Reproduce word for word everything from the line containing "brick chimney stack" down to the final line below.

+++

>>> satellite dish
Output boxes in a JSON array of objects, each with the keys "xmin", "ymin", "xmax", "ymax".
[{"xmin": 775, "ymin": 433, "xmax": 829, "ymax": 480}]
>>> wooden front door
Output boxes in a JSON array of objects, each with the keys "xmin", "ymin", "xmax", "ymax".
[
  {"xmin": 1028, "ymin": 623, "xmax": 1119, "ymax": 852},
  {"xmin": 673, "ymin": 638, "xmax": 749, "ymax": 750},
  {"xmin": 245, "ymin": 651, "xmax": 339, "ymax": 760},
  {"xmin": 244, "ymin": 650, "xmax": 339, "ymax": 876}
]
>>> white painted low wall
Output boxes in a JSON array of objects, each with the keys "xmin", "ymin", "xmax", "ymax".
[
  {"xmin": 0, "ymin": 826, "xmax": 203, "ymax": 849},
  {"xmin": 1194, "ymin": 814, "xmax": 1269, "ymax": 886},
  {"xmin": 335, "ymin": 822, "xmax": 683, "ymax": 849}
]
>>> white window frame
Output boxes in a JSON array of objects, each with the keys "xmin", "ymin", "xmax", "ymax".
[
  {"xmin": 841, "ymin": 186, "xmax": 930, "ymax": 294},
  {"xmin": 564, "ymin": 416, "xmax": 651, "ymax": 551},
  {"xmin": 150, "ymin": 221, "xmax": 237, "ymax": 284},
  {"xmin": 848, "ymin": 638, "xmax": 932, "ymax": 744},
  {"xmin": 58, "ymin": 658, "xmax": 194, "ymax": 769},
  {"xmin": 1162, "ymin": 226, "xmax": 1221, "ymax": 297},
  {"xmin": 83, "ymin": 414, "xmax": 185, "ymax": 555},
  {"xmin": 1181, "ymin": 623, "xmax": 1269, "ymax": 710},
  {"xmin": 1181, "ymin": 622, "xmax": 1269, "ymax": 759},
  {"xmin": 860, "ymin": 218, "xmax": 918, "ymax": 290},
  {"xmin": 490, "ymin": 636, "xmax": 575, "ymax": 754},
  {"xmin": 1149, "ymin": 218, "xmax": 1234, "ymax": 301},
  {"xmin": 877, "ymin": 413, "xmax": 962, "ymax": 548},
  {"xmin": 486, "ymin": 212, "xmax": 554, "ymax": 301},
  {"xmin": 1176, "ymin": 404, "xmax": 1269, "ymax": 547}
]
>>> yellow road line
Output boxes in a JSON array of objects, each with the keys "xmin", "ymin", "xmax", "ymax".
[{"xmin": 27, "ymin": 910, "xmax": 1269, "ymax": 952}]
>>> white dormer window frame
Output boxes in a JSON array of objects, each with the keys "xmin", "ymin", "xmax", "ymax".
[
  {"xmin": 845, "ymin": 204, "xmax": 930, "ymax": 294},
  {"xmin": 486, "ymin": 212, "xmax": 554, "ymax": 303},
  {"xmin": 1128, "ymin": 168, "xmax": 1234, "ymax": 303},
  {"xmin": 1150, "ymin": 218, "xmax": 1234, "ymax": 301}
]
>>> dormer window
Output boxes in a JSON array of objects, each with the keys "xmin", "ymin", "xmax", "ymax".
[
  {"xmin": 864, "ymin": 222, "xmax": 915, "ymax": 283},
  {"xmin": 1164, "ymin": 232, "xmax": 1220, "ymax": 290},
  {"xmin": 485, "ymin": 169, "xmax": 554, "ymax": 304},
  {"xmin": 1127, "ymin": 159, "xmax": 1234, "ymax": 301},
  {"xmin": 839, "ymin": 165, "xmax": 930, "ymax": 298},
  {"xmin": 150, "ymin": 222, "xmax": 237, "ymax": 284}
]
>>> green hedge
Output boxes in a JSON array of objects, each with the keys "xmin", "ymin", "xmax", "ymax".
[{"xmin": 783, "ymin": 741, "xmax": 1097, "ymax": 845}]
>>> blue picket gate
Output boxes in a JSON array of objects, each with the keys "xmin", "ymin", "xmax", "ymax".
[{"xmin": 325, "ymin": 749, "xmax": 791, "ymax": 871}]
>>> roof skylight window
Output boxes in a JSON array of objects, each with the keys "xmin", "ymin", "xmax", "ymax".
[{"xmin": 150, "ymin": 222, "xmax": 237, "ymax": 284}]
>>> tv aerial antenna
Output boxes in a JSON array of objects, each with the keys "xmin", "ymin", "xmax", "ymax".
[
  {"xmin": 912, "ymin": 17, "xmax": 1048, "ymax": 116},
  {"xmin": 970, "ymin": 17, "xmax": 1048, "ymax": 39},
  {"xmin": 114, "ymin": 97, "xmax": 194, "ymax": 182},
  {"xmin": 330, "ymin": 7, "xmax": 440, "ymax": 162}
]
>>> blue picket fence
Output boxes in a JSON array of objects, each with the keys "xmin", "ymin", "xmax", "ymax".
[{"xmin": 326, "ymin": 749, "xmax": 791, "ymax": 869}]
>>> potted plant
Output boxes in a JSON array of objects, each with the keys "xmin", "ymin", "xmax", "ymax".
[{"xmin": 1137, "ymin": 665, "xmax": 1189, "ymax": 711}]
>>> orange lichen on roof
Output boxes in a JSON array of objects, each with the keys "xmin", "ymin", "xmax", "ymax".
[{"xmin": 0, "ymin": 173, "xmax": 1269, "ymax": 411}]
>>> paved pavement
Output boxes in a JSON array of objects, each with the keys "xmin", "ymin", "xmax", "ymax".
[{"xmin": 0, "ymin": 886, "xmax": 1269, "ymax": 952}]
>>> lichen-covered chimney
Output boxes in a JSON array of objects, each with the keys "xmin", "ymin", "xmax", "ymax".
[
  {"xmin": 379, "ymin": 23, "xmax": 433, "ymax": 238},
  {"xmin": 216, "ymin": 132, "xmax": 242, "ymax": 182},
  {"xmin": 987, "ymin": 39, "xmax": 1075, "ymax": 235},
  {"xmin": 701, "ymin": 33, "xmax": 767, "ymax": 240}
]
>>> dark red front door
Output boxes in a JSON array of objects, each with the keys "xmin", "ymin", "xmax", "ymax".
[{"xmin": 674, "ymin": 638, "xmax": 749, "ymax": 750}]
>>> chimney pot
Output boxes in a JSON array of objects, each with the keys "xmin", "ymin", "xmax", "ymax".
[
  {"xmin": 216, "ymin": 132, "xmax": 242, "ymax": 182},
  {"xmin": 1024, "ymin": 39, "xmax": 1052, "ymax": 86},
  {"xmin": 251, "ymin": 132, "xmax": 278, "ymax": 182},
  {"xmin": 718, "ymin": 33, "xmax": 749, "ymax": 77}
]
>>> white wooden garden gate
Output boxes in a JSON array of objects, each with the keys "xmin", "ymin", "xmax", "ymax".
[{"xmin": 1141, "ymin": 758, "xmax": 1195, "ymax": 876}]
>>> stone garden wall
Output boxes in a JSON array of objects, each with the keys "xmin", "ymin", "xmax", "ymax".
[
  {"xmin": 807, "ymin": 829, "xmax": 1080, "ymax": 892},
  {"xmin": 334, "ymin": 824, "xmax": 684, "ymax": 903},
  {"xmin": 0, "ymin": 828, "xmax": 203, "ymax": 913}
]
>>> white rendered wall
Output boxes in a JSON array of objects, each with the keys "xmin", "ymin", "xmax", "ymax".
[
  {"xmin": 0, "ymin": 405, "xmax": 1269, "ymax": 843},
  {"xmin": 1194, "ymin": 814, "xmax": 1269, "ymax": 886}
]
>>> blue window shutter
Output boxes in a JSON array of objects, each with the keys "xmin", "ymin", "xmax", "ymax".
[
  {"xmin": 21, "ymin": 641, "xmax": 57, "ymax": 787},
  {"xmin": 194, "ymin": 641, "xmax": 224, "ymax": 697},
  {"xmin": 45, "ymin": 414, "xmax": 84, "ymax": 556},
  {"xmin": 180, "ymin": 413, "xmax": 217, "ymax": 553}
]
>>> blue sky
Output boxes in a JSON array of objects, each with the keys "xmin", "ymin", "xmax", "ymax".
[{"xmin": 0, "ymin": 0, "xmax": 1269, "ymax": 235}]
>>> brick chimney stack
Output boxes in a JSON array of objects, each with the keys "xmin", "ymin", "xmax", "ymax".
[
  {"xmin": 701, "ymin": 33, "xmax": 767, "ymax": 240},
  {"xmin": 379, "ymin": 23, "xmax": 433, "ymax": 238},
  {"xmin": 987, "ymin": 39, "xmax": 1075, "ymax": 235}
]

+++

* **Final answer**:
>>> brick chimney stack
Output boxes in a JSON array of objects, each with the keys "xmin", "ymin", "xmax", "ymax".
[
  {"xmin": 701, "ymin": 33, "xmax": 767, "ymax": 240},
  {"xmin": 379, "ymin": 23, "xmax": 433, "ymax": 238},
  {"xmin": 987, "ymin": 39, "xmax": 1075, "ymax": 235}
]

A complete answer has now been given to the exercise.